PROVIDED TEXT.
__________

Wednesday, June 20, 2012

A woman asked me yesterday if parenting was hard

I lied to a woman in Macy's yesterday. I was cozied in the corner of the bathroom in one of those big comfy chairs nursing Jonas and I could see her peeking at me in the reflection of the mirror. At first I thought she might be one of those breastfeeding judgers since I was nursing uncovered due to the fact that it was hot as Hades in that bathroom.

I was sitting there trying to think of some witty comeback about her staring at my boobs when she asked me, "Does it hurt?" I responded with a, "Huh?" And she's like, "You know, nursing? Breastfeeding?" AKA that thing you're doing with your boob right this second. I said no because obviously I'm a seasoned breastfeeding vet and I could do it in my sleep...literally. She touched her stomach and said, "Oh, okay because this is my first and I'm really scared and I'm having a baby and alkjf;aejr;aekjr," or something like that.

__________

PROVIDED RECORDS.

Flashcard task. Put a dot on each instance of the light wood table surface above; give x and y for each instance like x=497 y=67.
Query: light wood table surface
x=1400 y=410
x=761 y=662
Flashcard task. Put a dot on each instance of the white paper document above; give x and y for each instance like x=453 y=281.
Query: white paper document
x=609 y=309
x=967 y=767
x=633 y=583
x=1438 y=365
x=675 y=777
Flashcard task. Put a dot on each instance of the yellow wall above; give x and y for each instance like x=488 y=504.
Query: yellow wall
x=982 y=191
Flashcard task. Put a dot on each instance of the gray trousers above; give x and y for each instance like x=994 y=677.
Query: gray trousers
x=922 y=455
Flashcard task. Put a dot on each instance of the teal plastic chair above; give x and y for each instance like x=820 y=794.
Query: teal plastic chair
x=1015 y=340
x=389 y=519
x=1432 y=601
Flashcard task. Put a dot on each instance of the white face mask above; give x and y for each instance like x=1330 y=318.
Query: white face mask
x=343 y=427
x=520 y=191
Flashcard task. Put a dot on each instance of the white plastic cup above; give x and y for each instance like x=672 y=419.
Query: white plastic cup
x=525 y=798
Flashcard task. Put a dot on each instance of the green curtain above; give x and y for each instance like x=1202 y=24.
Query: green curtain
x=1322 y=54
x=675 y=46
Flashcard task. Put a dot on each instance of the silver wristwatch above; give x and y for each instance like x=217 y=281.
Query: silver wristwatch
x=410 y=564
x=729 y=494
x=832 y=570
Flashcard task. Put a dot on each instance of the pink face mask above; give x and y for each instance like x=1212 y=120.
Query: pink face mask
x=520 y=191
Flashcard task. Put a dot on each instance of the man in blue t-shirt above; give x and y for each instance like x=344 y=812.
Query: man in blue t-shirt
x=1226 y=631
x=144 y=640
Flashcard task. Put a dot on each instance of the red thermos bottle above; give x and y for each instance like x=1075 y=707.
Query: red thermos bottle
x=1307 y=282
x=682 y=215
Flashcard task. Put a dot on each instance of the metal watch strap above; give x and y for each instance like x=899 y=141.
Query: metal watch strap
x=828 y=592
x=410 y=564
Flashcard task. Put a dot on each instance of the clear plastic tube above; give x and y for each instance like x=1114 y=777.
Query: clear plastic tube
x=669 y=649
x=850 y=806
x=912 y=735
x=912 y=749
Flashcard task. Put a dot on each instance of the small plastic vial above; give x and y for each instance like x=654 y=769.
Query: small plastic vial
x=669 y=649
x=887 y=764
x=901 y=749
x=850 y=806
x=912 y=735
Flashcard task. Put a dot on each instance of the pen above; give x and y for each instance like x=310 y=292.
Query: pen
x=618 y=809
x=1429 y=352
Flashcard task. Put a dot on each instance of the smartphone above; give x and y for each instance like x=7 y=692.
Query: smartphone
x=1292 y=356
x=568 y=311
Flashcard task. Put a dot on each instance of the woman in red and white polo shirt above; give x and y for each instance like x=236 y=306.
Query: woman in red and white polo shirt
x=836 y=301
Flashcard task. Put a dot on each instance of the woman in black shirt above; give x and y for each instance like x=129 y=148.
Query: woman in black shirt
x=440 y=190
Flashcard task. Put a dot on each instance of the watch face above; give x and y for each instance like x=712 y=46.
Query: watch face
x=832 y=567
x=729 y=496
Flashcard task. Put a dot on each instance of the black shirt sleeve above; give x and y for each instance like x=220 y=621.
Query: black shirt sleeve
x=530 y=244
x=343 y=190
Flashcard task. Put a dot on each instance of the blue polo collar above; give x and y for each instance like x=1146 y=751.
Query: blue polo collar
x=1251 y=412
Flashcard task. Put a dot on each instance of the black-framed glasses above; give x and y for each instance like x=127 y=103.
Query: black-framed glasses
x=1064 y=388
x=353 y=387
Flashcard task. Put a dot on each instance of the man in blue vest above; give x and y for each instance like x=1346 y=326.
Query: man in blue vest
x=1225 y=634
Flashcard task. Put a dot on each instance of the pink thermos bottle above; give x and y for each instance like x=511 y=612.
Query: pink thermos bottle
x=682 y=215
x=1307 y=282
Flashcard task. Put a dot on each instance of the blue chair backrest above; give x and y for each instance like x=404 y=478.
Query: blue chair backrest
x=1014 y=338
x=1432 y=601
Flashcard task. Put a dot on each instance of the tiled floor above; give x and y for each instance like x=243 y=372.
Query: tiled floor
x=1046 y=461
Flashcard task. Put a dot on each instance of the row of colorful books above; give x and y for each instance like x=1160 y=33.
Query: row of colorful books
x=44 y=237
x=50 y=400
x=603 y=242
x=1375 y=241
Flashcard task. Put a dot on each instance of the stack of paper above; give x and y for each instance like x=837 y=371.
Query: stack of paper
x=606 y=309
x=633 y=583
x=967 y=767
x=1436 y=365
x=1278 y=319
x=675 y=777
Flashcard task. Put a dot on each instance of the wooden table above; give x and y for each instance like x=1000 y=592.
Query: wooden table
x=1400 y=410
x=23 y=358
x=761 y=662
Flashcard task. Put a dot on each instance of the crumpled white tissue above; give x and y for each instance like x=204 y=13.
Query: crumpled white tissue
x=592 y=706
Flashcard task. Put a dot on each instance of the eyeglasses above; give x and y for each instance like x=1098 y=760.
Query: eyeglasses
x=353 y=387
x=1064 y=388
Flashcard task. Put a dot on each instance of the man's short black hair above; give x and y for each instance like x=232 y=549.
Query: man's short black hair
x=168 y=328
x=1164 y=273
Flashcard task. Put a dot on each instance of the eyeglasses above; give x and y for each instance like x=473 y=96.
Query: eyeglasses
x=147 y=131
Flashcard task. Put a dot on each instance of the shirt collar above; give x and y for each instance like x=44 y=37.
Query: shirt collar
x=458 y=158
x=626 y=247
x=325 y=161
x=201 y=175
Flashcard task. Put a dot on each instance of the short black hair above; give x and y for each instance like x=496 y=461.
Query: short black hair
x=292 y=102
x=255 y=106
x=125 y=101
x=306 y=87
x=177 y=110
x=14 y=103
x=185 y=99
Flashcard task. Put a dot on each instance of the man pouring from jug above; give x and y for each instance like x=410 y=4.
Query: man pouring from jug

__________

SHORT TASK 1. In the records, shift every coordinate in the answers by adding -34 to each number. Rewrite all the lines, requests included, starting at the line containing "Flashcard task. Put a dot on each instance of the crumpled" and ending at the line containing "x=147 y=131".
SHORT TASK 2. Carry on the story of the nursing encounter in the Macy's bathroom from the point where it stops.
The text has no connection to the records.

FINAL RESULT 1.
Flashcard task. Put a dot on each instance of the crumpled white tissue above; give x and y for each instance like x=204 y=13.
Query: crumpled white tissue
x=558 y=672
Flashcard task. Put a dot on each instance of the eyeglasses above; give x and y for each instance like x=1098 y=760.
Query: eyeglasses
x=319 y=353
x=1030 y=354
Flashcard task. Put a dot on each instance of the man's short black hair above; give x and y for each instance like x=232 y=549.
Query: man's short black hair
x=134 y=294
x=1130 y=239
Flashcard task. Put a dot on each instance of the eyeglasses above; give x and y for each instance like x=473 y=96.
Query: eyeglasses
x=113 y=97

FINAL RESULT 2.
I peeked around the stroller, expecting to see a big belly but it was flat as a board. I, of course, asked her how far along she was and when she was due - just 8 weeks along - so she's probably still really excited to bring it up to anyone who will listen that she's having a baby. For some reason, credit it to word vomit I guess, I told her, "Don't worry, it's easier than you think. I mean in general." She gave me this relieved smile like ohthankgodit'sgoingtobeokay.

via
[Couldn't find the origins, so if someone sees it,
let me know and I'll give proper credit!]
After she left, I started asking myself why I told her that. It's not easier than you think and I basically just fed her the lie of the century. Parenting is by far the hardest thing you will ever, in your whole entire life, partake in. It is grueling and exhausting and rewarding and gut-wrenching and hard as hell, so why in the world did I tell her that it easy? When she's up five nights in a row, living on coffee and fumes, she's going to start cursing the day she ever ran into the girl nursing in the Macy's bathroom for telling her it was easy. Crap.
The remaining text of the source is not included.